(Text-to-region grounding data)
# # #

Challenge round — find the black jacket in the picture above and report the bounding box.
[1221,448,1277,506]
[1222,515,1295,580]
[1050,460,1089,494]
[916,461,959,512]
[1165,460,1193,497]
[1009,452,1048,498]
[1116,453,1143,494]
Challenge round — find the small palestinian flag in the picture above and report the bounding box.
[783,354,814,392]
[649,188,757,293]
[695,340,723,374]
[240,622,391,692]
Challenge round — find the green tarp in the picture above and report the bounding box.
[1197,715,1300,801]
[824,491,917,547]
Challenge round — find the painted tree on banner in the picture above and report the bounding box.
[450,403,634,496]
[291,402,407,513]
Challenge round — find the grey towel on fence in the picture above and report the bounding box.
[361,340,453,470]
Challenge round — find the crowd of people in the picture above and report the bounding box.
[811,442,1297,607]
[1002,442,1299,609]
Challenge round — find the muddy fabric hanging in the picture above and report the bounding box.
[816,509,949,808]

# # #

**Assignment**
What the exercise needs is every record again, word for word.

**Written solution**
Challenge round — find the black jacket in the picture above and report the bounding box.
[1221,448,1277,506]
[1222,515,1295,580]
[1050,460,1089,494]
[916,461,959,512]
[1165,460,1193,497]
[1009,452,1048,498]
[1116,453,1143,494]
Challenge round — find the small palestinian flag in the picture above and report the bounding box.
[783,354,814,392]
[649,188,757,293]
[695,340,723,374]
[240,622,391,692]
Challenge round — find the green tarp in the picture above and report the bounding box.
[1197,715,1300,801]
[824,491,917,547]
Challenge round — find the painted tree on banner in the picture above and report the bounding box.
[450,403,634,496]
[291,402,407,513]
Challenge round — find the grey towel on fence in the picture above and report the bounding box.
[361,340,453,470]
Challenge round — find the crowd of people in the picture above and report the bounding box.
[811,442,1297,607]
[1002,442,1299,609]
Challenge round — find the muddy fabric hanging in the picture above and report the bounding box.
[816,509,949,808]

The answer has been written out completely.